Return the listing below in full, with every line exactly as it is.

__Stored data entries__:
+---+

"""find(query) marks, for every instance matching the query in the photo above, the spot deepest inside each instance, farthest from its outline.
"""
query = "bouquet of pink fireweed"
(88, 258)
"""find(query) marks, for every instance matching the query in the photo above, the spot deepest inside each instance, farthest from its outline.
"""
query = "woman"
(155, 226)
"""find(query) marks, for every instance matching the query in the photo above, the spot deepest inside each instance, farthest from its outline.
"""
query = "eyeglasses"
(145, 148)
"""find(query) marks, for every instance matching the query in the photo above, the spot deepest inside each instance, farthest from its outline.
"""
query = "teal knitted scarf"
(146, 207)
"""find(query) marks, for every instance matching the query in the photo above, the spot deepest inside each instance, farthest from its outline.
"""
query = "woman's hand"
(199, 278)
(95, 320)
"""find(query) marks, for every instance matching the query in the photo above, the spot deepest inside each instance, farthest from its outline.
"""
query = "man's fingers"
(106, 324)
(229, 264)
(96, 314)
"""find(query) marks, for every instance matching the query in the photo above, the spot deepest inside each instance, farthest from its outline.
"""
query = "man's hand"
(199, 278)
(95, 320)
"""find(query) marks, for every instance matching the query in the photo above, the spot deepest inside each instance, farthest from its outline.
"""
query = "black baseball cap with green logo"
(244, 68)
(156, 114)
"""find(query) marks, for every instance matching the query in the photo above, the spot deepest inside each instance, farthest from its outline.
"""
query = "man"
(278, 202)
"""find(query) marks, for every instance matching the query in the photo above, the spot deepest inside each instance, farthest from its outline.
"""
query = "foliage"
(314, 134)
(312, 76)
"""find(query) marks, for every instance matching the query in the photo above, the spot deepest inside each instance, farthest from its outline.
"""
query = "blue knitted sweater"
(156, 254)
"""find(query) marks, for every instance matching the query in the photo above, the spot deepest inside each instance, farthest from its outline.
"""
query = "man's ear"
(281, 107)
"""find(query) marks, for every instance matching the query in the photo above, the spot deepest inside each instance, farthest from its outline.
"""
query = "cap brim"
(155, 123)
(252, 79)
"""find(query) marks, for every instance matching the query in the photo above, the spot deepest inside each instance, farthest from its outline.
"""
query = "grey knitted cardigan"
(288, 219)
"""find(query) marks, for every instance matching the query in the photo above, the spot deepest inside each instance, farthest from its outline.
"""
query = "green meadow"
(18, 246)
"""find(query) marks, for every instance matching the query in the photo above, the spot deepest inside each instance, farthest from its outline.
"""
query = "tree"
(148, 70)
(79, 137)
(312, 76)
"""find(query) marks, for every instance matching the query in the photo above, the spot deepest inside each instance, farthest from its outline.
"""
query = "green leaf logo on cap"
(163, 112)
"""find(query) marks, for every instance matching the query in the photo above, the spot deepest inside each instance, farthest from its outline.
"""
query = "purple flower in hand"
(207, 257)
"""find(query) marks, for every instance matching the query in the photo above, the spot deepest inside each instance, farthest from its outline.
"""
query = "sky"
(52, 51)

+---+

__Output for this task__:
"""find(query) marks, for every instance matching the query in the photo above, the spot deepest inside each instance, farthest from its outline.
"""
query = "bouquet of pink fireweed"
(88, 258)
"""find(query) marks, for every instance matching the query in the photo above, the spot deepest inside each instance, farthest from its outline.
"""
query = "woman"
(155, 226)
"""find(query) marks, for every instance matching the query in the photo above, the spot deepest inside each instance, farthest from its outline.
"""
query = "eyeglasses"
(145, 148)
"""find(query) marks, for every instance matching the query in the photo above, the spot deepest inside each instance, farthest from its outline.
"""
query = "teal knitted scarf"
(146, 207)
"""find(query) marks, for every instance matching the query in the photo above, the spot deepest inside each instance, farthest from its outline.
"""
query = "woman's hand"
(199, 278)
(95, 320)
"""find(query) marks, for every instance matching the query in the photo above, the spot deepest inside each instance, farthest from its outline.
"""
query = "man's fingers"
(106, 324)
(229, 264)
(96, 314)
"""find(query) marks, for every instance matching the query in the photo above, the spot deepest inside each instance, farthest from its outline.
"""
query = "man's hand"
(199, 278)
(95, 320)
"""find(query) marks, for every instance matching the query in the photo above, the spot deepest inside each instance, farthest from its outline.
"""
query = "black baseball cap with green logo"
(244, 68)
(156, 114)
"""find(query) marks, for every instance matching the query in the photo above, the spot deepest inside each instance, farthest from its outline.
"""
query = "man"
(278, 202)
"""find(query) marks, for every instance matching the query in the photo above, the spot deepest inside each instance, farthest from its outline.
"""
query = "foliage"
(314, 134)
(312, 76)
"""find(query) marks, for every instance matching the query in the photo above, the spot deepest inside each instance, farthest from its outline.
"""
query = "blue knitted sweater"
(156, 254)
"""find(query) marks, for every instance matching the query in the photo above, the spot deepest inside each instance, farthest from its outline.
"""
query = "man's ear"
(281, 107)
"""find(query) marks, for every instance matching the query in the photo above, the spot deepest inside each instance, farthest from its outline.
"""
query = "cap brim"
(155, 123)
(252, 79)
"""find(query) marks, for every instance matching the query in the photo above, the spot deepest inside each instance, farthest from its outline.
"""
query = "grey knitted cardigan"
(288, 219)
"""find(query) marks, for every instance matching the query in the photo above, the spot deepest inside each instance, farthest from its outline.
"""
query = "green meadow"
(18, 246)
"""find(query) marks, for every instance matching the query in the photo above, the spot deepest inside each instance, farthest from its outline.
"""
query = "tree"
(148, 70)
(79, 137)
(312, 76)
"""find(query) marks, for every instance matching the query in the photo above, the spot deepest inside each instance, farthest from its outline.
"""
query = "green leaf logo on cap"
(163, 112)
"""find(query) marks, for every instance matching the query in the photo above, the spot deepest inside each instance, farthest from its outline.
"""
query = "purple flower in hand"
(207, 257)
"""find(query) marks, for every instance matching the query in the photo above, the spot deepest inside each instance, farthest from its outline.
"""
query = "sky"
(52, 51)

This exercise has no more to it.